*** Block opens ***

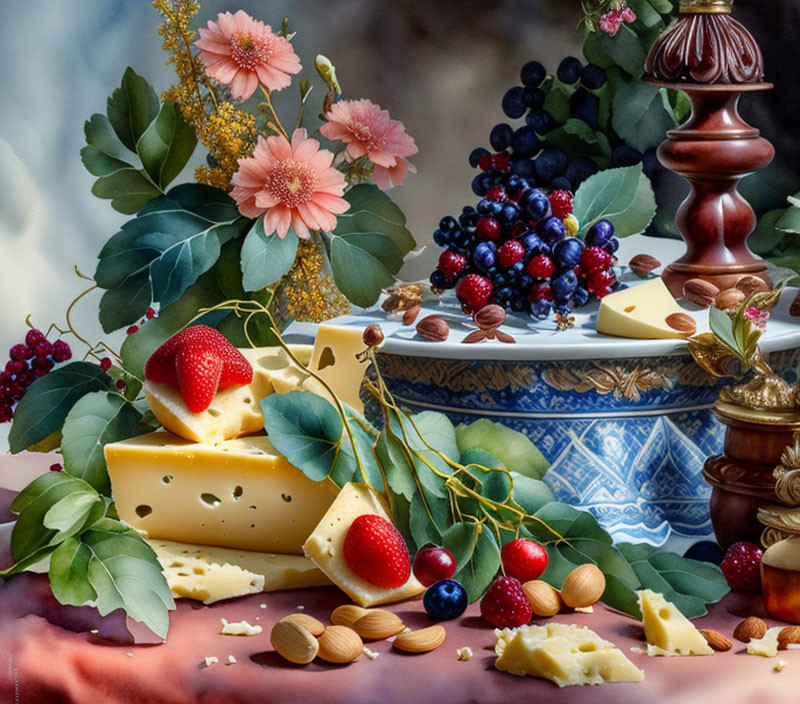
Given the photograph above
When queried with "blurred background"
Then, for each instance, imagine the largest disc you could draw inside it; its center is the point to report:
(441, 67)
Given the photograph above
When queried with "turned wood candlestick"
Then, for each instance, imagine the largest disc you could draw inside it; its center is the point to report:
(714, 59)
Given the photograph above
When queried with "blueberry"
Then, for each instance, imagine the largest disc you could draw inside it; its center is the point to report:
(592, 77)
(475, 156)
(515, 102)
(533, 74)
(623, 155)
(569, 70)
(500, 136)
(445, 600)
(585, 106)
(567, 252)
(705, 551)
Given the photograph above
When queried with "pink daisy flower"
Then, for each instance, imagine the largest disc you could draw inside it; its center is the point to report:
(368, 130)
(294, 184)
(241, 52)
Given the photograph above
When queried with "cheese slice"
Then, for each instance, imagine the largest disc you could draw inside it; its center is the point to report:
(235, 410)
(564, 654)
(639, 311)
(325, 547)
(667, 630)
(334, 359)
(239, 493)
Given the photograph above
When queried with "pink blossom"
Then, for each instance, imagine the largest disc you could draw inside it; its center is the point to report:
(368, 130)
(293, 183)
(241, 52)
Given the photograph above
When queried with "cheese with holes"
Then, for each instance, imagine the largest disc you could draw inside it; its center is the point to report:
(235, 410)
(187, 568)
(564, 654)
(639, 311)
(239, 493)
(666, 630)
(325, 547)
(334, 359)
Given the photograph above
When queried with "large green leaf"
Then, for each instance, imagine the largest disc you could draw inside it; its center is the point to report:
(94, 421)
(47, 401)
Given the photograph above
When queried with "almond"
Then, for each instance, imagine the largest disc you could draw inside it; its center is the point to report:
(433, 328)
(340, 644)
(700, 292)
(378, 624)
(545, 599)
(643, 264)
(682, 323)
(422, 641)
(790, 634)
(347, 614)
(583, 586)
(293, 642)
(314, 627)
(716, 640)
(729, 298)
(752, 627)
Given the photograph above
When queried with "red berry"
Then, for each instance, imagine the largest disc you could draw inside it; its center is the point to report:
(432, 564)
(376, 552)
(474, 292)
(510, 253)
(742, 567)
(488, 229)
(524, 559)
(560, 203)
(594, 259)
(541, 267)
(505, 604)
(451, 263)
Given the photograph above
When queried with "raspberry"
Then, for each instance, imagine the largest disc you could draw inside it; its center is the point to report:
(451, 263)
(474, 292)
(374, 549)
(505, 604)
(541, 267)
(560, 203)
(742, 567)
(594, 259)
(510, 253)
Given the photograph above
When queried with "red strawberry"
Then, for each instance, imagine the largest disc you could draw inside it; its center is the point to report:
(375, 551)
(505, 604)
(199, 361)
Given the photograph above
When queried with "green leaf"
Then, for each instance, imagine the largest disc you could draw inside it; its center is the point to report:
(639, 115)
(515, 451)
(47, 401)
(166, 145)
(131, 108)
(624, 196)
(94, 421)
(304, 428)
(265, 259)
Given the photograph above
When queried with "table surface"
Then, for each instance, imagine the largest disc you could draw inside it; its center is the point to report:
(54, 654)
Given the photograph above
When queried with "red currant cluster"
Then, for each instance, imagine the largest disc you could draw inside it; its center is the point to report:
(27, 362)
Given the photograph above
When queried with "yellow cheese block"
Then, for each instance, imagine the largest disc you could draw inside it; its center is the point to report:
(667, 630)
(334, 359)
(564, 654)
(235, 410)
(325, 547)
(639, 311)
(240, 493)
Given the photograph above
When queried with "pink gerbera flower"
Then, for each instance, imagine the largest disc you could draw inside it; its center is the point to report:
(240, 51)
(366, 129)
(294, 184)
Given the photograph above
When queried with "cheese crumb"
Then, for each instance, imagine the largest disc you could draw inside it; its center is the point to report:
(242, 628)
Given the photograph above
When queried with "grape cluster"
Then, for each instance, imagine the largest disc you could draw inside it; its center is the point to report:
(27, 362)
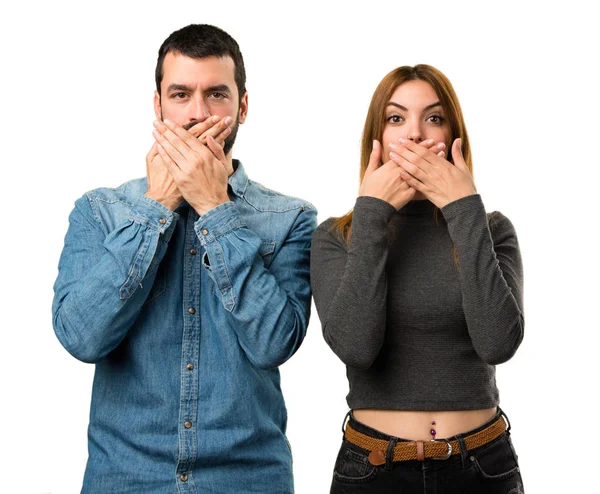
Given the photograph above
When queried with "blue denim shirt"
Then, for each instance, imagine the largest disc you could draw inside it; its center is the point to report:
(187, 319)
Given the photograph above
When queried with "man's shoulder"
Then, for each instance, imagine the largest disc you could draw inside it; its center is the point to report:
(127, 192)
(267, 200)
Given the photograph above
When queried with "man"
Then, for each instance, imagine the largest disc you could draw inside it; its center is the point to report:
(188, 290)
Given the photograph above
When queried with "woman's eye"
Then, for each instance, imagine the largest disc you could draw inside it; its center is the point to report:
(394, 119)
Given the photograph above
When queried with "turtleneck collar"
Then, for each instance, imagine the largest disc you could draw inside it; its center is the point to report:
(418, 207)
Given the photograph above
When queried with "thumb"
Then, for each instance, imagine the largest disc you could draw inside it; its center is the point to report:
(375, 158)
(457, 156)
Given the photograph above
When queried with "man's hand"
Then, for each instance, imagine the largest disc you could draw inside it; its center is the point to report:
(200, 172)
(161, 185)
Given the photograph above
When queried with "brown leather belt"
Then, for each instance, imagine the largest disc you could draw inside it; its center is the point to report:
(440, 449)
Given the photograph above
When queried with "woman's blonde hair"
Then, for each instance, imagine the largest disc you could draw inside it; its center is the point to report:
(375, 122)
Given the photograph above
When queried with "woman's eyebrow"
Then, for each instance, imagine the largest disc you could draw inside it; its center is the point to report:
(428, 107)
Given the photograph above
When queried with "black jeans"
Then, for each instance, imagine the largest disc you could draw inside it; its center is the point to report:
(489, 469)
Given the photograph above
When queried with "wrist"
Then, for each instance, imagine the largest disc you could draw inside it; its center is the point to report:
(168, 201)
(204, 207)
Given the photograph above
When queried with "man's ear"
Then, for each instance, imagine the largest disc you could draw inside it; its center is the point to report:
(157, 108)
(244, 108)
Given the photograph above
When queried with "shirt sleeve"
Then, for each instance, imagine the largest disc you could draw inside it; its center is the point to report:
(270, 308)
(350, 285)
(491, 277)
(104, 277)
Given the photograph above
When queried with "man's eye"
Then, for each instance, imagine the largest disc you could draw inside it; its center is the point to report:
(394, 119)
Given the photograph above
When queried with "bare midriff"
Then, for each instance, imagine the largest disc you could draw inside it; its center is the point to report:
(420, 425)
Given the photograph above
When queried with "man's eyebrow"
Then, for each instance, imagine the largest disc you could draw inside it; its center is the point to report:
(178, 87)
(219, 87)
(428, 107)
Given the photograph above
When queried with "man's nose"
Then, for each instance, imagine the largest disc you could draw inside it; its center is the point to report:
(199, 111)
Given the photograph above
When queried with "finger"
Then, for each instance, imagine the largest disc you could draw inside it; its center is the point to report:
(173, 152)
(457, 156)
(172, 167)
(418, 150)
(410, 167)
(412, 181)
(201, 127)
(374, 158)
(219, 131)
(428, 144)
(179, 137)
(217, 149)
(152, 153)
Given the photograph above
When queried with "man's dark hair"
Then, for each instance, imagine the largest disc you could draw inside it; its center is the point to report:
(202, 41)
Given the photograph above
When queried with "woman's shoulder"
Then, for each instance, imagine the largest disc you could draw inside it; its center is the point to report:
(500, 225)
(328, 230)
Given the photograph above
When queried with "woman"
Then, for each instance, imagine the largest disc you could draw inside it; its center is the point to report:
(419, 292)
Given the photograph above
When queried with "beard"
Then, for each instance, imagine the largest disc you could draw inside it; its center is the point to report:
(229, 140)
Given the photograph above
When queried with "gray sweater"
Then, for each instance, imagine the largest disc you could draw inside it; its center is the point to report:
(416, 330)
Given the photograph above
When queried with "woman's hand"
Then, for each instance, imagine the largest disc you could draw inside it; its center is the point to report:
(439, 180)
(384, 181)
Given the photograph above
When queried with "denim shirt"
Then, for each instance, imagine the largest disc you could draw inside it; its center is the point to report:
(187, 319)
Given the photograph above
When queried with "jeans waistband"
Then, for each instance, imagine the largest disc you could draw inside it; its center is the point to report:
(365, 429)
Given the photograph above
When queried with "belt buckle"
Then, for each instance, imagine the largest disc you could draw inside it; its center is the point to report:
(447, 454)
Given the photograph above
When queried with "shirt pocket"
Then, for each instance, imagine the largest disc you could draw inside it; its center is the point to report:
(160, 282)
(266, 250)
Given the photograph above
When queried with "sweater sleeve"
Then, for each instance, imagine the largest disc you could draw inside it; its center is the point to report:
(491, 277)
(349, 283)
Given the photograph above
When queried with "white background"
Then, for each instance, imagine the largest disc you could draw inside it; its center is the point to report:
(77, 84)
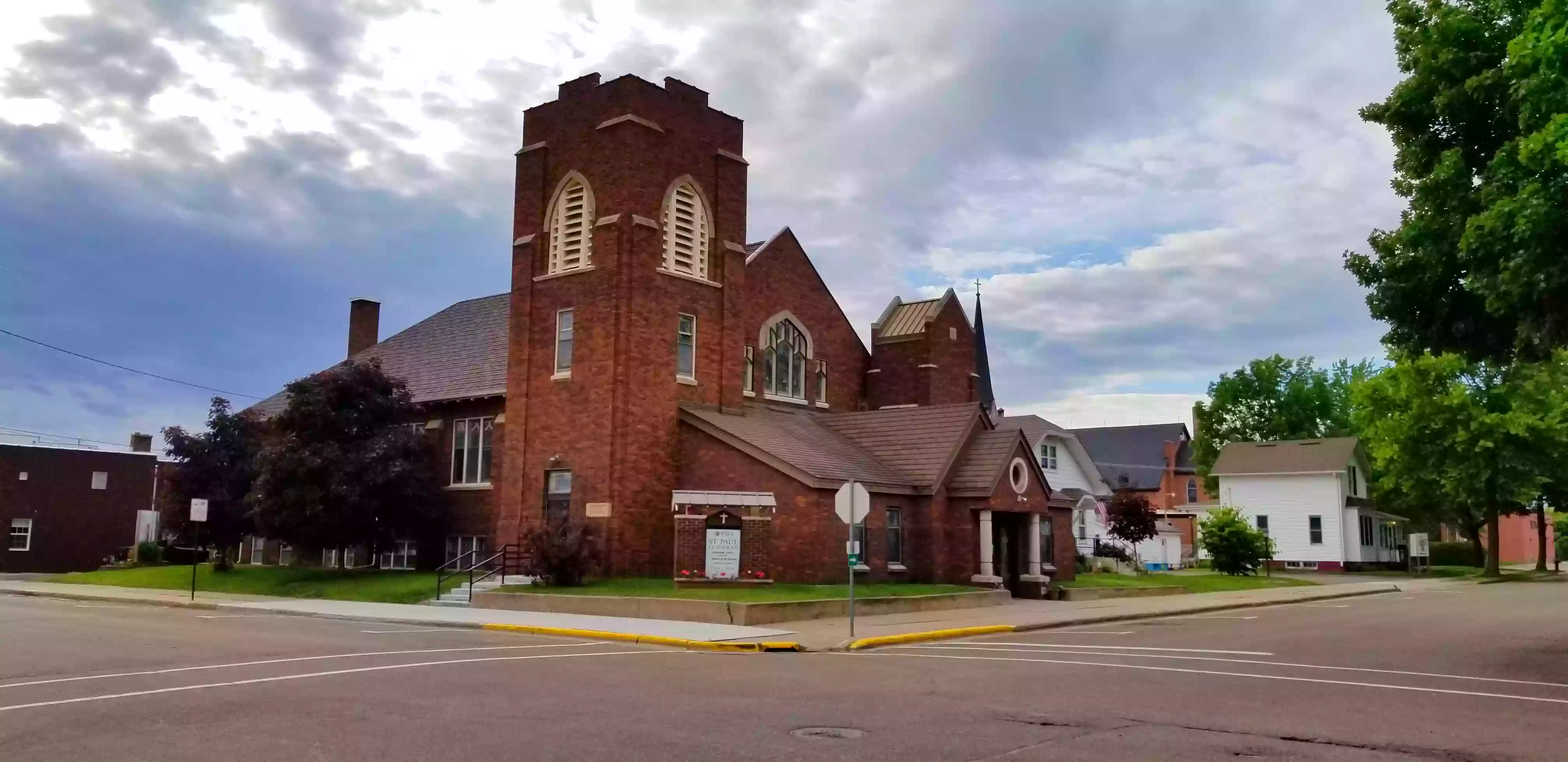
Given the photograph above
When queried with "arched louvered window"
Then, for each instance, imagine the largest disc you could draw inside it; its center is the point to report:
(686, 231)
(785, 361)
(571, 226)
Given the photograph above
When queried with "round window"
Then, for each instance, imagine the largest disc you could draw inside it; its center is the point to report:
(1018, 474)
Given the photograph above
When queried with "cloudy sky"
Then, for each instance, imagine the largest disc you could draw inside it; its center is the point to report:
(1152, 194)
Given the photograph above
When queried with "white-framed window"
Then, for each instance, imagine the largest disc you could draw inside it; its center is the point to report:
(896, 535)
(686, 346)
(571, 226)
(785, 361)
(564, 343)
(471, 451)
(1048, 457)
(402, 556)
(21, 535)
(749, 371)
(468, 548)
(686, 232)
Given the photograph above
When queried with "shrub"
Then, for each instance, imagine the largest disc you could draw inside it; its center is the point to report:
(562, 552)
(150, 552)
(1452, 554)
(1232, 543)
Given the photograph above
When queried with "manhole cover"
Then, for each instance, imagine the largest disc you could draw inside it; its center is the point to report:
(827, 733)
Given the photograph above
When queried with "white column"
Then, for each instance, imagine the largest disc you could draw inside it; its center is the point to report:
(987, 566)
(1034, 545)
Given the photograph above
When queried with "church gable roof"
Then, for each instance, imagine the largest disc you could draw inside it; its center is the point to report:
(454, 355)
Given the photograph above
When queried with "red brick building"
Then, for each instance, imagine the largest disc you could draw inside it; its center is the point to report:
(654, 375)
(68, 509)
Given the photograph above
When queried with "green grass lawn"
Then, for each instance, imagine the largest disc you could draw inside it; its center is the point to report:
(383, 587)
(760, 595)
(1195, 581)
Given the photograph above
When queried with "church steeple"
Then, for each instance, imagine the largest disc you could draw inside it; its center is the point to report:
(982, 363)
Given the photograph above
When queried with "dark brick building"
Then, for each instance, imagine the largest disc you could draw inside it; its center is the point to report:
(653, 374)
(71, 509)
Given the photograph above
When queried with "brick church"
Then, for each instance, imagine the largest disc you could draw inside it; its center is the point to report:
(656, 375)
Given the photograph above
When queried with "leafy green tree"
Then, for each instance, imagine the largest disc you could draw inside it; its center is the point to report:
(342, 466)
(1481, 129)
(1233, 545)
(1465, 437)
(1272, 399)
(215, 465)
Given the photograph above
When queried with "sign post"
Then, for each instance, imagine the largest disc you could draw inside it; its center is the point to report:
(852, 504)
(198, 518)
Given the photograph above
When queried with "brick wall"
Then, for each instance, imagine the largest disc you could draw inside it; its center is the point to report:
(74, 526)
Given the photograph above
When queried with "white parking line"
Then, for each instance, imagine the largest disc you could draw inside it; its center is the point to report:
(317, 675)
(1227, 675)
(281, 661)
(1258, 662)
(1100, 645)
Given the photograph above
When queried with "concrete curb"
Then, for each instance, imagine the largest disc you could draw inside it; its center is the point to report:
(966, 633)
(530, 629)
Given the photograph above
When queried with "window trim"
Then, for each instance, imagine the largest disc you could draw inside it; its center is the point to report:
(682, 317)
(553, 255)
(894, 529)
(483, 472)
(21, 524)
(570, 343)
(702, 258)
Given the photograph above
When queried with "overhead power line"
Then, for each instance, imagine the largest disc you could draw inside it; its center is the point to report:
(23, 432)
(123, 367)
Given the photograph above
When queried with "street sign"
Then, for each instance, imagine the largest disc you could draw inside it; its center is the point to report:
(852, 496)
(1419, 548)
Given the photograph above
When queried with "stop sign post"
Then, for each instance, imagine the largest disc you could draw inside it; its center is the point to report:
(852, 504)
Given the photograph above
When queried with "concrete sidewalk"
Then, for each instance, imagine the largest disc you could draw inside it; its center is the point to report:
(397, 613)
(1034, 615)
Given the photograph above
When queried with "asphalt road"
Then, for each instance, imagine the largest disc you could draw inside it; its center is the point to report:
(1476, 673)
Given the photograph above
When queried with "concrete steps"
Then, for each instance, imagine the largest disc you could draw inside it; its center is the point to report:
(463, 595)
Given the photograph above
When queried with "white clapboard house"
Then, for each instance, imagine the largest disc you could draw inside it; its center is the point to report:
(1311, 498)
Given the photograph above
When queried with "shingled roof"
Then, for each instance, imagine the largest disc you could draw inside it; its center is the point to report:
(904, 449)
(1136, 452)
(1293, 457)
(982, 466)
(454, 355)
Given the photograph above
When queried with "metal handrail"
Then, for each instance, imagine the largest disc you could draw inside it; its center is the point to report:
(510, 556)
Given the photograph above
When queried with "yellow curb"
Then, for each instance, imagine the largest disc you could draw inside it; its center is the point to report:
(650, 640)
(918, 637)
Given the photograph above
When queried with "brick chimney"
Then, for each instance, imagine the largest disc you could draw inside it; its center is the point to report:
(364, 325)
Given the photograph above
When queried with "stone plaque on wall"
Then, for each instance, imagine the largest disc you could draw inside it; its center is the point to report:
(722, 559)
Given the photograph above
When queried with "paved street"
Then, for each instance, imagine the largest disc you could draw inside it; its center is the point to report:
(1470, 673)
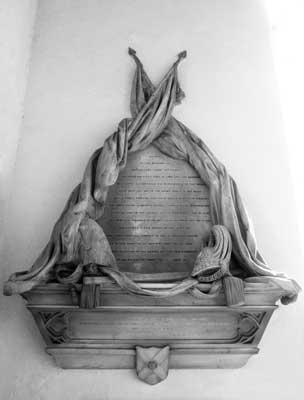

*** Block closes ***

In the listing, how many lines have the word "street"? Write only that number.

__Solved problem__.
2